Message #8 received at 45925 <at> debbugs.gnu.org (full text, mbox):
Note with emacs-version "27.1" these certain old messages that have been
sitting in my *Summary* buffer for years suddenly have got their Subject
garbled. (Fine though in *Article* buffer.)
Information forwarded
to
bug-gnu-emacs <at> gnu.org, bugs <at> gnus.org
:
bug#45925
; Package
emacs,gnus
.
(Tue, 19 Jan 2021 05:31:02 GMT)
Full text and
rfc822 format available.
Message #11 received at 45925 <at> debbugs.gnu.org (full text, mbox):
積丹尼 Dan Jacobson <jidanni <at> jidanni.org> writes:
> Try this simple experiment:
> $ echo Subject: 一二三|procmail
> $ echo Subject: 一二三|iconv -t big5|procmail
I don't have procmail installed, so I'm not sure what these do -- are
you sending a mail (to yourself?) here? Do you have a recipe to
reproduce this problem without the use of procmail?
> $ emacs -f gnus
>
> In the *Article* buffer, both look like
> Subject: 一二三
> In the *Summary* buffer so does the big5 version.
> Alas, the utf-8 version looks like
> c\x80\xd3....
>
> (Yes, these are illegal raw headers. But Gnus is supposed to be
> accommodating. And it does... but oddly not for the majority (UTF-8) case.)
[...]
> (Might be related to bug#45724.)
Is this still with nnml? If so, could you find the resulting lines in
the .overview files in the nnml directory and post them here? (Perhaps
after gzipping them to avoid Emacs helpfully re-encoding the lines.)
--
(domestic pets only, the antidote for overdose, milk.)
bloggy blog: http://lars.ingebrigtsen.no
Information forwarded
to
bug-gnu-emacs <at> gnu.org, bugs <at> gnus.org
:
bug#45925
; Package
emacs,gnus
.
(Wed, 20 Jan 2021 06:57:02 GMT)
Full text and
rfc822 format available.
■ ■ ■
[INSTRUCTION 1]:
Answer these from the bug thread:
(a) Which emacs-version is mentioned in the note about garbled subjects?
(b) In the *Summary* buffer, which version of the subject displays correctly?
(c) Which program does the reply say is not installed?
[INSTRUCTION 2]: Shorten the paragraph of the bug thread that begins "Is this still with nnml?" and keep its main facts.
The data after the bug thread isn't needed here.

[SUPPLIED DATA]:
■ ■ ■
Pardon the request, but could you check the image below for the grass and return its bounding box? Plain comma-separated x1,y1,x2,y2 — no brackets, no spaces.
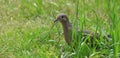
0,0,120,58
■ ■ ■
[TASK SOLUTION 1]:
(a) 27.1
(b) The big5 version.
(c) procmail

[TASK SOLUTION 2]: The reply asks whether this still involves nnml. If it does, it asks for the resulting lines from the .overview files in the nnml directory to be posted, possibly gzipped so Emacs doesn't re-encode them.